What this task involves: Only one stretch of the data below is needed. Output the lines from the one with "Where can you spot the white collared" up to and including the one with "Where can you spot the tongue", exactly as they stand.

Items from a data source:
++++++++++++++++++++

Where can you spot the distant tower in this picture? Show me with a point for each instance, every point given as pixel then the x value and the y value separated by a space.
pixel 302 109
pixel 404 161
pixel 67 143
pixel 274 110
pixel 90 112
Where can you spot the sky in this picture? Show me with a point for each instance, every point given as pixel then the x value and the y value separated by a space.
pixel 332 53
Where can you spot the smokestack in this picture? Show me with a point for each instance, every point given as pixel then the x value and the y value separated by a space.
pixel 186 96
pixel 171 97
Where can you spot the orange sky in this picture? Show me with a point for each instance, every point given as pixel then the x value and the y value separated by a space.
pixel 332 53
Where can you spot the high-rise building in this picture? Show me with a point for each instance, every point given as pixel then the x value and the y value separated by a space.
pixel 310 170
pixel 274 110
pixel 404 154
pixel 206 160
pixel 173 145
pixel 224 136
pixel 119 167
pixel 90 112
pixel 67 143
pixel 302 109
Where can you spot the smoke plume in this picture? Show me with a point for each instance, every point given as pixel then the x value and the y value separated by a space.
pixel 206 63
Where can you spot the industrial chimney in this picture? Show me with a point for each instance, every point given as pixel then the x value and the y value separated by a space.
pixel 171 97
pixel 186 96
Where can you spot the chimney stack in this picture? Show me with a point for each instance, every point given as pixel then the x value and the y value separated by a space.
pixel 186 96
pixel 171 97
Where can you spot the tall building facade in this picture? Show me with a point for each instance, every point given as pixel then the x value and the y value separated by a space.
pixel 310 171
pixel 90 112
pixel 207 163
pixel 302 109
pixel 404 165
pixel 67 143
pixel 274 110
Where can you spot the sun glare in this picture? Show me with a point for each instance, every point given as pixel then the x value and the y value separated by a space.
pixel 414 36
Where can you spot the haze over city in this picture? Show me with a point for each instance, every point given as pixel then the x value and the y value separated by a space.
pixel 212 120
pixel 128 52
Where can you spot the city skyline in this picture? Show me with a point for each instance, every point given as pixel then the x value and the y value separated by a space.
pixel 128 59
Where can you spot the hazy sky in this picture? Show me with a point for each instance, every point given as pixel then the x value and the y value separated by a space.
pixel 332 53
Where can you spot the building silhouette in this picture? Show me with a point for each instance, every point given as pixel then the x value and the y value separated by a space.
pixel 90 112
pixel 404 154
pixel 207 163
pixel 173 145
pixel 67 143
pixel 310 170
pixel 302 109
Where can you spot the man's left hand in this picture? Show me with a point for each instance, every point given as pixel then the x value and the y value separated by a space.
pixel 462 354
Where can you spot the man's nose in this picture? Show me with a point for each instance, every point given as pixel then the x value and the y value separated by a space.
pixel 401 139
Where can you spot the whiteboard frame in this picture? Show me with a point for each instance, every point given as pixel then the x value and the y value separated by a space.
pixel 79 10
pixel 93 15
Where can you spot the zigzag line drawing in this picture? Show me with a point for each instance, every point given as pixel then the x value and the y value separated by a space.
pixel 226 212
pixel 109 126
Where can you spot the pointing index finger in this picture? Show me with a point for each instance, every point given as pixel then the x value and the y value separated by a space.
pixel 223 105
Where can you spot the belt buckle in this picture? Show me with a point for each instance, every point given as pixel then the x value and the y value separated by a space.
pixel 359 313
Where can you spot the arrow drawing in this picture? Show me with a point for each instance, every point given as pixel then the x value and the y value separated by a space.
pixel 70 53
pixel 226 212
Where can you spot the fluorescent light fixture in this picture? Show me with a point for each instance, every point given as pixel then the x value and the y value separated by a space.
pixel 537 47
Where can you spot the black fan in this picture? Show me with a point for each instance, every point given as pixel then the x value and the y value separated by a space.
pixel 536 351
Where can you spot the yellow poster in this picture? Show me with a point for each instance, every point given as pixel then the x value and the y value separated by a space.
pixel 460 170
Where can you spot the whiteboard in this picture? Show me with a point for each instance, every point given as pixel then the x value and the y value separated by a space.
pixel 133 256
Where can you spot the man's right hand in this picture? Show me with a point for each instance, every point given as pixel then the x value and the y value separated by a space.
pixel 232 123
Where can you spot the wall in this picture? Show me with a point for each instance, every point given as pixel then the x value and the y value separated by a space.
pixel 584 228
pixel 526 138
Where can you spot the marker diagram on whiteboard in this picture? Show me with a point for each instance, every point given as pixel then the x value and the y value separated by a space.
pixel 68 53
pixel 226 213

++++++++++++++++++++

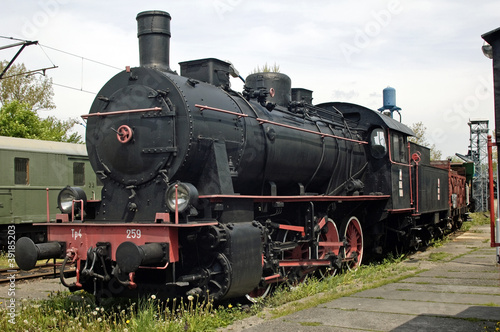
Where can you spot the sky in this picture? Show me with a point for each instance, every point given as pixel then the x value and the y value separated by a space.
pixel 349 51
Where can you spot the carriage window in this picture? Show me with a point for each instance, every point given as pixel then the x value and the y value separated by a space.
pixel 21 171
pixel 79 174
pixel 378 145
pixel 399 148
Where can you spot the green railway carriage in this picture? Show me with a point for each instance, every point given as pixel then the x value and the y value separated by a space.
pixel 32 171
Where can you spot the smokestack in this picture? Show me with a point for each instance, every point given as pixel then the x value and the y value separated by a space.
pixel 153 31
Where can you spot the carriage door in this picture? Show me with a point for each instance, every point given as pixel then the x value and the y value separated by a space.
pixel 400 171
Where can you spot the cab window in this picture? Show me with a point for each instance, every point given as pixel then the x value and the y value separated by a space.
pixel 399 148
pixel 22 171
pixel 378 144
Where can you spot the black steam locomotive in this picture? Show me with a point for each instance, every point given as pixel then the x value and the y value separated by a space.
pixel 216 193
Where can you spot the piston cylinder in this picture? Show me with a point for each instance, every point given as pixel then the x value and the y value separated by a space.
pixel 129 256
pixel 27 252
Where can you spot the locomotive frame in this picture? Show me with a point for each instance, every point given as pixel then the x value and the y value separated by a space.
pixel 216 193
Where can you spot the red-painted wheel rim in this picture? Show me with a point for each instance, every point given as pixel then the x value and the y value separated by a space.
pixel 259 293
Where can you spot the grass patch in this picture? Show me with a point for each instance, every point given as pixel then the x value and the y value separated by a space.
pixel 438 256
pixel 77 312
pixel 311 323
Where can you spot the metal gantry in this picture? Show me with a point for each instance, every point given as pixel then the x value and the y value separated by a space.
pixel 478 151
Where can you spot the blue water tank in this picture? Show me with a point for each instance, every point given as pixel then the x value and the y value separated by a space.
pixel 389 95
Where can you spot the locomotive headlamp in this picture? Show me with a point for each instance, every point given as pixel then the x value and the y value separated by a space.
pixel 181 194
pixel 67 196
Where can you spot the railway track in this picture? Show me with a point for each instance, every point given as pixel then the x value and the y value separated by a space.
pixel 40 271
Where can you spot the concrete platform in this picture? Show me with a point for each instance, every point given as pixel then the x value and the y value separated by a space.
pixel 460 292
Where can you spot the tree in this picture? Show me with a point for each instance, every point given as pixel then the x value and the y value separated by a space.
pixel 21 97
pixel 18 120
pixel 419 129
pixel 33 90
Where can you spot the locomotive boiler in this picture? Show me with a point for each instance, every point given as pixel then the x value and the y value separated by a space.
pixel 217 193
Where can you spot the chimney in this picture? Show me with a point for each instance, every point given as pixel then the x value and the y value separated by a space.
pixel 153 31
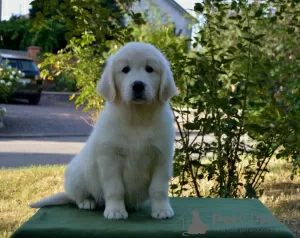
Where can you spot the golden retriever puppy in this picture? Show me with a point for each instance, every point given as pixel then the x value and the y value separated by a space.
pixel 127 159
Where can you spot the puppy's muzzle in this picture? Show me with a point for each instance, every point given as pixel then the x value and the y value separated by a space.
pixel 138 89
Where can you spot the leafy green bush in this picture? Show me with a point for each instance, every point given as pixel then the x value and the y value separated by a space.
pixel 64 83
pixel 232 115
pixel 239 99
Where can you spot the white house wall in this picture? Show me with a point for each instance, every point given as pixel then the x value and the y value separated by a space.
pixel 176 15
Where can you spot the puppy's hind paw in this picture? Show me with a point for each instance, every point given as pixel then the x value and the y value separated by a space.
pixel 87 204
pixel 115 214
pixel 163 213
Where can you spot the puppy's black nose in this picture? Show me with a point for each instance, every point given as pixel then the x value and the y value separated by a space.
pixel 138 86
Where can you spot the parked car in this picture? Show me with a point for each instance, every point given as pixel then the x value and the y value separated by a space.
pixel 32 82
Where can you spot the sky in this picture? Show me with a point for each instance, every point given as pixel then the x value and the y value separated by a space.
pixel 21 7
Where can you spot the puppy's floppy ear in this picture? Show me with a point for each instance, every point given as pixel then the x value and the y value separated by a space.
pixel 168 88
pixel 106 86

++++++++++++++++++++

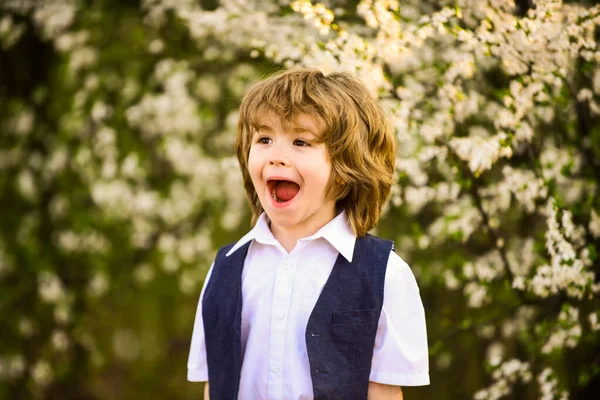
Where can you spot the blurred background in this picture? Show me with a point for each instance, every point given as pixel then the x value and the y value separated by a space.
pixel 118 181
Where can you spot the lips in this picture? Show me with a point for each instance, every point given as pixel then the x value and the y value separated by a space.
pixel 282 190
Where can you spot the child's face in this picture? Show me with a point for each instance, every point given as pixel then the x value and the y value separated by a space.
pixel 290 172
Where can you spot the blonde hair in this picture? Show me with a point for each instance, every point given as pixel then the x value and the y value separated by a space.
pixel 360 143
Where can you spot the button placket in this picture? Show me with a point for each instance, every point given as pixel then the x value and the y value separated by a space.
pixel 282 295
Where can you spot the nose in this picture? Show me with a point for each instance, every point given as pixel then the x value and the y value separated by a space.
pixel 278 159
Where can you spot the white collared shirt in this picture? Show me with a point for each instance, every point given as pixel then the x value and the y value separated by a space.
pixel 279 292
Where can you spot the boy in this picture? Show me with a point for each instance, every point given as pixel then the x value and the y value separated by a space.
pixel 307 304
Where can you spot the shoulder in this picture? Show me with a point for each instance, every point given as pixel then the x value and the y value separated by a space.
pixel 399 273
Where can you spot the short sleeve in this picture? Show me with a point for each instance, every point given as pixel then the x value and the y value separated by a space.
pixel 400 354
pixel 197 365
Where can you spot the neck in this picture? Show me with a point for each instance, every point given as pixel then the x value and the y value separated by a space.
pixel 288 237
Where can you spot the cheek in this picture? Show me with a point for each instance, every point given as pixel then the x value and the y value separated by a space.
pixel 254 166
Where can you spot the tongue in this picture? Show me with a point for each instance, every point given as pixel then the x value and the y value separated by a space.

++++++++++++++++++++

Result for this exercise:
Where can you spot the white collared shirt in this picture? Show me with a point for each instance, every point given as pixel then the x value and the y value separated by a space.
pixel 279 292
Where can you spot the boy in this picture? Show me with a point for each instance, every point given as pixel then the x value and the y value separated by a space.
pixel 307 304
Where can you spot the shoulder in this picture? Show me with a point for each instance, every point given as pixel then the x value and the y value separated by a space.
pixel 399 273
Where can you spot the short sleeve in this picture? Show me with a point for each instance, every point given as pixel then the x value and the y value separated by a space.
pixel 400 354
pixel 197 365
Where can you spot the neck in this picture? Show me with a point for each instance, every point given as pixel then the x value and the y value separated by a space.
pixel 288 237
Where can you spot the cheek in this picture? Show me with a point for each instance, every point given as pixel then the x value and the y value separated by a space.
pixel 254 166
Where can you spot the tongue in this picture? Show me with a point for each instance, every point given as pixel then the x value and the y value separated by a space.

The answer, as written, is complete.